● **WHAT TO DO**:
Copy every line below where the string "form" is found.

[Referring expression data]
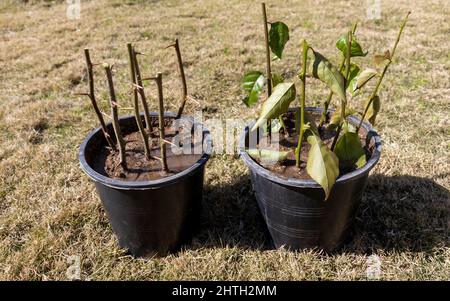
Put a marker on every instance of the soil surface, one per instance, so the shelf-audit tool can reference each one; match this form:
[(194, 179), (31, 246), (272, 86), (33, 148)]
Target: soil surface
[(138, 167), (287, 169)]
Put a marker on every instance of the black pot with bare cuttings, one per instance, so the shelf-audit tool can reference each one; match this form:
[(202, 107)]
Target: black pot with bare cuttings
[(309, 166), (148, 168)]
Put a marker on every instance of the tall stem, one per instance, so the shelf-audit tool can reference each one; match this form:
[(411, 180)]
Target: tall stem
[(302, 104), (148, 121), (343, 101), (115, 116), (162, 142), (183, 78), (93, 100), (380, 79), (330, 95), (137, 114), (268, 68)]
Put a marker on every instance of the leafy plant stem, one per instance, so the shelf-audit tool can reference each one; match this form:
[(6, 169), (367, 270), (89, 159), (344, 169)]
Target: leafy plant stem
[(91, 95), (115, 116), (283, 126), (380, 79), (137, 115), (302, 104), (268, 67), (343, 103), (330, 95)]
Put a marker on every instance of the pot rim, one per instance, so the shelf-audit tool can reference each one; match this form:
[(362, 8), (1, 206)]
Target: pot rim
[(151, 184), (309, 183)]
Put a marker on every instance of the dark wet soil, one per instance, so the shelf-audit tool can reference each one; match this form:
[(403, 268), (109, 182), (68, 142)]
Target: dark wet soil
[(138, 167), (287, 169)]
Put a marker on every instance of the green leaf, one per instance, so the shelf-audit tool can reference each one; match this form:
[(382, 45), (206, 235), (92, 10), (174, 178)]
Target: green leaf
[(267, 156), (310, 122), (380, 59), (276, 79), (322, 165), (275, 126), (336, 119), (354, 71), (373, 110), (278, 37), (356, 49), (363, 78), (278, 103), (349, 150), (253, 83), (322, 69)]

● **RESPONSE**:
Put a marker on every instance of the soil surface, one per instance, so the shelf-audit tool can reference each one; match this form:
Put a marker on every instance of the black pot with bare cuttings, one per instance, so the shelf-audit tool can reference each one; match this form:
Put a marker on every instance of the tall stem, one per instance, so the shelf-audit tool can reference each one; match this form:
Put a marker on every instance of the leafy plant stem, one per instance, so the shelf-audit tool can reference each one; match this form:
Put a marker on every instance of the pot rim, one per instance, so the shelf-audit tool can reference each one; match this form:
Put a marker on every instance of the dark wet soil, one per instance, so the shelf-audit tool can reference each one; match this form:
Put a marker on every instance of the green leaf, one per instance, so the shelf-audit tool can reference each one; match this form:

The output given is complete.